Problems to work on:
a. According to the Marvel movie review, whose plot and character arc in Infinity War was outright annoying?
b. Please pick up the Marvel movie review after its final sentence and carry it on.

Also also, while I have seen most of the movies in the marvel cinematic universe, I have not seen Dr. strange, guardians 2, into dark world and Captain marvel.
So let’s start off with Infinity war, it had some genuinely good moments. The only plot and character arc that was outright annoying was Bruce’s. It was good it had real character developments, and a lot of relationships that were great. I thought it was funny to the right extent, and serious when it needed to be. Honestly I could have done without a lot of scenes but I understood the fact that all characters needed some screen time to be fully developed. But like, did we honestly care that much about the romance with Vision and Wanda to need the scene before them being attacked more than just a quick establishment of them kissing? I enjoyed the emotional scene genuinely, the Peter and Gamora scene was heart wrenching, and showed Thanos devotion to his goal. I had a little hard time believing he loved her enough to it being enough of a sacrifice, but it still worked.
The big scale battle was kind of annoying but I will get into that later.
The cinematography was fine, I enjoyed how colourful they allowed space to be, and that the lighting for the most part was not grey and gritty.
There were a lot of plot holes in this movie, like why did Thanos forget all the crazy powers he had in the Gamora Peter scene and not use it in the battle later? The problem with this is also that power differences is so weird, and non consistent. Like in the battle with Thanos, strange, Spidey and Tony, how do any of the three heroes have a chance against someone who can manipulate the rules of reality? Like Strange, maybe, but the two others? Not a chance!
The stones themselves raise a lot of questions. Like if he can control time and space, why not bring Gamora back the second the gets the soul stone? Or go back to a time when the rule that you have to do that does not apply. And in End Game, why not just kill baby Thanos? Why doesn't he go back in time to make sure the avengers do not get in his way in the first place?
The Loke death in the beginning felt so... Pointless? Seriously? Why has Loke been apart of anything in the MCU up until now? His arc has been pointless, and when he dies it is within the first 10 minutes, so it’s like: Oh, Loke is in this. And he is dead again. But because he has been “Dead” before, it does not resonate! And that is a general annoyance I have with these two movies, the stakes are non-existent. We know which characters have movies coming up, so we know who is going to survive in the end and who doesn't. So when they die, it doesn't have any impact!
So the movie is pretty good, it has some real emotional hits and some genuinely funny scenes, but it also leave you confused during some scenes. The thing I enjoyed the most about this movie, is the fact that Thanos won. The fact that the good guys lost, is amazing! Because after seeing them win challenge after challenge over 20 films, it was great to actually see our heroes lose, actually lose.
Onto End Game, to say that this is the worse of the two is correct. The movie for a two parter movie does hold up as movies on their own, which is great considering how all other movies split into two parts are as stand alone movies.
The colour grading in this movie is just weird, and a lot of times, it is weird looking at and clear that it was shot on a green screen, and usually an unnecessary green screen, for my taste. This combined with lack of playing with colour in this movie, everything just visually seemed gray and boring. No shots were interesting, they never played with the pacing of anything, it was all just regular film making, which is okay, but honestly bland. Even the composition of the everyone avengers assemble shot is so messy it does not evoke the amazing comic book front page style it could have been.

Data rows:
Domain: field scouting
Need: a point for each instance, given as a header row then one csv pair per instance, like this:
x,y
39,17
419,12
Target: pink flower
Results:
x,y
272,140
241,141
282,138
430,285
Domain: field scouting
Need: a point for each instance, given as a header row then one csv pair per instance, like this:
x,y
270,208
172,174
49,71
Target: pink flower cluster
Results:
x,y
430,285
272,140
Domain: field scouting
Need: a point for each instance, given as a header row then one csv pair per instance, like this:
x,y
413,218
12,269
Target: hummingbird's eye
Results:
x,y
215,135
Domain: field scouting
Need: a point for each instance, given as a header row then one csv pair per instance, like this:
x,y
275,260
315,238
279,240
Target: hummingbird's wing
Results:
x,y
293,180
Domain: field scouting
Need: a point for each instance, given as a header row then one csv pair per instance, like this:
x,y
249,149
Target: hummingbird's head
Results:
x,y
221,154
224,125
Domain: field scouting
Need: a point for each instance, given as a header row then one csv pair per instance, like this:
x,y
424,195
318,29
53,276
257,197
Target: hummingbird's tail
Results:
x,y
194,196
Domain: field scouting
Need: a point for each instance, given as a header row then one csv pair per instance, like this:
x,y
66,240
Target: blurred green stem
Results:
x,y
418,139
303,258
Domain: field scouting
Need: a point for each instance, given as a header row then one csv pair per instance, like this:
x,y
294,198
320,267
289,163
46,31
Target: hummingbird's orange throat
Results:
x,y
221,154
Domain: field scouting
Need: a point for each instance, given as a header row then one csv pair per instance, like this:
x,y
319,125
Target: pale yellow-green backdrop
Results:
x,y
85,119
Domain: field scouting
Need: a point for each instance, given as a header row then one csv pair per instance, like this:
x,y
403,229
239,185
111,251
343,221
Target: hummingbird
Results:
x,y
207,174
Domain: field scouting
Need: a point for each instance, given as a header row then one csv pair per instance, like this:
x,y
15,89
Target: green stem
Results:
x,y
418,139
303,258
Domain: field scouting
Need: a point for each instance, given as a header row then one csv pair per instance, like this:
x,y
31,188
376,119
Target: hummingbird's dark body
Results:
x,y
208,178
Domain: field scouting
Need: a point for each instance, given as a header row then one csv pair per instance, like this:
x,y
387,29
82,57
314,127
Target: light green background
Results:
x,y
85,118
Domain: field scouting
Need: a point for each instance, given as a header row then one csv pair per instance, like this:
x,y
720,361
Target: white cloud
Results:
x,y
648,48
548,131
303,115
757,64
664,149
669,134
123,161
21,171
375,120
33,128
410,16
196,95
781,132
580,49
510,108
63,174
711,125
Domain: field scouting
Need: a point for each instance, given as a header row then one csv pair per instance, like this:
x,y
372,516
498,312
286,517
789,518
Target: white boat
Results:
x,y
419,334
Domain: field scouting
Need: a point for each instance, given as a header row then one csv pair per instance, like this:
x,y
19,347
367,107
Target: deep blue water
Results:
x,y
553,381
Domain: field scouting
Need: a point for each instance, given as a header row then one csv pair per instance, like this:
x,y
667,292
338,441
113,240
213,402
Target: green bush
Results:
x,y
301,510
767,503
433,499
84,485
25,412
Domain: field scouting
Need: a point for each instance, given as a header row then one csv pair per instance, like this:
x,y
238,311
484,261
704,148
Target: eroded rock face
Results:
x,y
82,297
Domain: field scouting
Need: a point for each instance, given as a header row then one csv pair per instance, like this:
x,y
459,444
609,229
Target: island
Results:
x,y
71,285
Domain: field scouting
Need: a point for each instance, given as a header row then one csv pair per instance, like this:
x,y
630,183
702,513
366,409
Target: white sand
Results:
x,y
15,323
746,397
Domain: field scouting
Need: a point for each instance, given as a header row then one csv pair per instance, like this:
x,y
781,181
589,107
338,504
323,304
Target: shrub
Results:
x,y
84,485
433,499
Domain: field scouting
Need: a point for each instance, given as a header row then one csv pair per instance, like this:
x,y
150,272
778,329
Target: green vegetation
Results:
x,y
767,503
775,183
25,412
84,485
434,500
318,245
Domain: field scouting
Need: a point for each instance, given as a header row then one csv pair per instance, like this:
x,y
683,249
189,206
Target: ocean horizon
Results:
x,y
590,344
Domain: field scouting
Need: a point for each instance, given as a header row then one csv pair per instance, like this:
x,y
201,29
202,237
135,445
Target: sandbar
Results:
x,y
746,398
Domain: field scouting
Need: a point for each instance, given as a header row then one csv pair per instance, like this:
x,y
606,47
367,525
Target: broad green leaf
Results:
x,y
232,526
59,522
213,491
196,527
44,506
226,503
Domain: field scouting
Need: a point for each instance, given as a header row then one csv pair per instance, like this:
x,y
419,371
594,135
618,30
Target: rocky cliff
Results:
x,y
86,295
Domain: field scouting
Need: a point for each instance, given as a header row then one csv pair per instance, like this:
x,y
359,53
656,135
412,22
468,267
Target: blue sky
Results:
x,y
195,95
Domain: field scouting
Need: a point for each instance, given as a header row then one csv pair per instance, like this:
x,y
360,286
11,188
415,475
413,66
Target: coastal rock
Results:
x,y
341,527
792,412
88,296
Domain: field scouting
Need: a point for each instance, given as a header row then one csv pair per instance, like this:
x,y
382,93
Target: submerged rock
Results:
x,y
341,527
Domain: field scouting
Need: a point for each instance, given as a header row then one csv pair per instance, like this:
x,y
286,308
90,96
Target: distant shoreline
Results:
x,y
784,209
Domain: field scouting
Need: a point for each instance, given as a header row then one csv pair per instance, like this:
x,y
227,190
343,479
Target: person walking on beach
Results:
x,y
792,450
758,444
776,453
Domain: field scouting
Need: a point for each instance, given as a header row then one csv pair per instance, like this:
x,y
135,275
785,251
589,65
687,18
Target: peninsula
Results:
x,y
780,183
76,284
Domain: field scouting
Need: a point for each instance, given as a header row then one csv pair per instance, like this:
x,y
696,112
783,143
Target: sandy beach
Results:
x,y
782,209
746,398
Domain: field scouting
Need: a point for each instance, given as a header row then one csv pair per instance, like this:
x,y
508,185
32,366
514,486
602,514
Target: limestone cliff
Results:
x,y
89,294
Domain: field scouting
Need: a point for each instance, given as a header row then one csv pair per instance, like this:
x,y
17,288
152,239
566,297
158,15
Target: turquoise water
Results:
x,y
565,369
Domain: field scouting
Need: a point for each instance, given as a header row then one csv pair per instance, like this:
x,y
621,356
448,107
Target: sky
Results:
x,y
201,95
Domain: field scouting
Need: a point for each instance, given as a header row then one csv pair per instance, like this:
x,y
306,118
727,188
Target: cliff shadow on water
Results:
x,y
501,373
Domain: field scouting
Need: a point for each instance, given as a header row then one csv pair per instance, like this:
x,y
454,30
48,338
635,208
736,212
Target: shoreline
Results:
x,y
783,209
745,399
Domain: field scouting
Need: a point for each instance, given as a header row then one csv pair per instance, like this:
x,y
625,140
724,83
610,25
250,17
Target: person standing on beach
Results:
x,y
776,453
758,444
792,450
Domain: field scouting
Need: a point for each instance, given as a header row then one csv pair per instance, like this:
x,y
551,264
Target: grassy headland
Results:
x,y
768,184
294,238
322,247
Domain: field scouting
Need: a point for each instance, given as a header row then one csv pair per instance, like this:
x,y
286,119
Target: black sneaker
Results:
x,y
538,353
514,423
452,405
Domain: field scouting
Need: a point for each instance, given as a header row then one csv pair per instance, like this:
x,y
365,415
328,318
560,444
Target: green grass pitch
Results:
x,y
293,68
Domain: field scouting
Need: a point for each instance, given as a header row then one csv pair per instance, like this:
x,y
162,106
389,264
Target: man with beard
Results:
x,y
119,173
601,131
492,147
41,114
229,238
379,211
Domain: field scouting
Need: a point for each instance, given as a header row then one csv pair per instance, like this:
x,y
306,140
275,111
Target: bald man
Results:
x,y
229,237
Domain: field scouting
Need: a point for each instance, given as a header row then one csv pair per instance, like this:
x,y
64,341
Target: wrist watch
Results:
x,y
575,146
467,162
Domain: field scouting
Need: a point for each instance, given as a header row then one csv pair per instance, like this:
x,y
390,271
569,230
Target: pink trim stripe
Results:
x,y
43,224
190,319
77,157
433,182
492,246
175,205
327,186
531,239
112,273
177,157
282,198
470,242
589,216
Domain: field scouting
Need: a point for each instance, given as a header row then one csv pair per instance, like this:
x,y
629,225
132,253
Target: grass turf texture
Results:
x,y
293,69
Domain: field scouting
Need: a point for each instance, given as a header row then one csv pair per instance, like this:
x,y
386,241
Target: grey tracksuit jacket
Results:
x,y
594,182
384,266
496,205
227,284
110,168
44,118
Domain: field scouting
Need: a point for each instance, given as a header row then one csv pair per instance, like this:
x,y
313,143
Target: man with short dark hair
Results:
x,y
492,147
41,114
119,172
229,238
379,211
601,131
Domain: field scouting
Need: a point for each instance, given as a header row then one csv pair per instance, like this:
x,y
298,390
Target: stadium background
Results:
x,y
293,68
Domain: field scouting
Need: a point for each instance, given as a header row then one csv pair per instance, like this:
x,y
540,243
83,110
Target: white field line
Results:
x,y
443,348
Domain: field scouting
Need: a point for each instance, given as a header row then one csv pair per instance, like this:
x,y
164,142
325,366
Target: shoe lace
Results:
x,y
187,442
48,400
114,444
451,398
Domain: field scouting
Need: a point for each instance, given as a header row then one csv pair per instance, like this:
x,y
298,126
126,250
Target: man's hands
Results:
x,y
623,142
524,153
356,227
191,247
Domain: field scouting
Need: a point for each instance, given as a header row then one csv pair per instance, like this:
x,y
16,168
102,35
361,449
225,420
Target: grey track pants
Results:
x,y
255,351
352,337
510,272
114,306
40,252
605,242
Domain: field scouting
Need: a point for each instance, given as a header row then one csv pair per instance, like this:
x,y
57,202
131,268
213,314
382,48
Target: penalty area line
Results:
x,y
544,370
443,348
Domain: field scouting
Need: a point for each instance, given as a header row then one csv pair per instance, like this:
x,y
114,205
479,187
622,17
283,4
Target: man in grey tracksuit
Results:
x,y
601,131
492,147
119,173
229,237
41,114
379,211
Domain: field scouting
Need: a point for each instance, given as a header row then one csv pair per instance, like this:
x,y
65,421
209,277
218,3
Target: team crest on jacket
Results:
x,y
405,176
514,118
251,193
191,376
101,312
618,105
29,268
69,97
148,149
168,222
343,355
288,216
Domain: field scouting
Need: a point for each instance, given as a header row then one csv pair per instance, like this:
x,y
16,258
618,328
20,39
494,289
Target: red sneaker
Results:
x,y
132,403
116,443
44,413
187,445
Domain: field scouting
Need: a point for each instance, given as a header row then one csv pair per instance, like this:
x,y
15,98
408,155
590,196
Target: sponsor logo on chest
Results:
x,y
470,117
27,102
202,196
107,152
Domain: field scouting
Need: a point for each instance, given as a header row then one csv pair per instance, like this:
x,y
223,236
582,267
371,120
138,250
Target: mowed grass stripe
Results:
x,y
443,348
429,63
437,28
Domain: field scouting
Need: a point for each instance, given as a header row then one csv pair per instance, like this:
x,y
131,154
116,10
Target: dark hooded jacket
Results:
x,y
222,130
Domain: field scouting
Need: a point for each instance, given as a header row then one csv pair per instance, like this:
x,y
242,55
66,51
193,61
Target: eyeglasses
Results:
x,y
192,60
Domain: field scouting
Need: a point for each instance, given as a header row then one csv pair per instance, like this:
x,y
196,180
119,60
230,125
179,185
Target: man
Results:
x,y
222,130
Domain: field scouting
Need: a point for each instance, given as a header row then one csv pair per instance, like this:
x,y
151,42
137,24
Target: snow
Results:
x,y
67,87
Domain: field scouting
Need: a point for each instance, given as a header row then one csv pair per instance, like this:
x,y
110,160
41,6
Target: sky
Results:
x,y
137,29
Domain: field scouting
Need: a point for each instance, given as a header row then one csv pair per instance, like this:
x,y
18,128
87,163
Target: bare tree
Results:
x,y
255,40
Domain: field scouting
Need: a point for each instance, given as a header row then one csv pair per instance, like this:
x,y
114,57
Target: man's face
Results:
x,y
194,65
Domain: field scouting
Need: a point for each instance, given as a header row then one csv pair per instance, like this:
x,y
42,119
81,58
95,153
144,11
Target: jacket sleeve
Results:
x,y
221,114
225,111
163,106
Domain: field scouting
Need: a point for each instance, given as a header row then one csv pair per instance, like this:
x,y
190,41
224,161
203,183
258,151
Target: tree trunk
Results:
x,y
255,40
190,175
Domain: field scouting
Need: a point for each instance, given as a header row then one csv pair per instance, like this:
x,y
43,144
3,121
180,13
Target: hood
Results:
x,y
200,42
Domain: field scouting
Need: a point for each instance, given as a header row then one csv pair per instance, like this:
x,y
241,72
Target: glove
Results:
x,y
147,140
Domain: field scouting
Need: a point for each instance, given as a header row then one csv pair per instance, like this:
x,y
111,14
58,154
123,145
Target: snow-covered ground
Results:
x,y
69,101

Results for each task:
a. Bruce's.

b.
End game has a lot of big problems, and I might go into more of a ranting terrortory than actual reviewing, and for that I am sorry. But it has a lot of problems. The character arcs are so rushed and you never get time to absorb anything emotionally or care about anything that is going on, because then we immediately cut to another character, and we have to be completely invested in them. Thanos role in this movie was weird, while the first half of it was earned the rest of his part in the movie seemed forced. But what I think both movies got wrong about Thanos, is that they cut out death. Which is a shame, because a big part of his character and motivation is his love affair with mistress death. Hell they even put it in as an easter egg the first time we ever see Thanos! And his philosophy combined with his love and romance with death, would make sense, but they completely missed that opportunity. Which would also give more impact to him killing people more than just morals, and make him a more dimensional character.
The three biggest problems this movie has is pacing, tone and character arcs. Along the same lines of infinity war, the pacing is a little better in the first movie, but all over the place in End game. And the problem is because the pacing is so quick and everything needs to progress so quickly, everything just seems so rushed, and everything that was supposed to be an obstacle was basically solved in a super easy barely an inconvenience kind of way. The problem with the pacing is also that it rushes the characters. Meaning every time something happens to any character, any tension and character development, hell even emotional impact that could have had is cut short to cut to another characters arc. And even if it is not like that, the harsh editing in the movie ensures that any emotion any scenes hold is immediately undercut by something. Like, wow Hawkeye has lost all sense of morals and Natascha can't talk sense into him, but his surface is beginning to crack, that is interesting, let’s immediately cut from that to Thor opening a beer!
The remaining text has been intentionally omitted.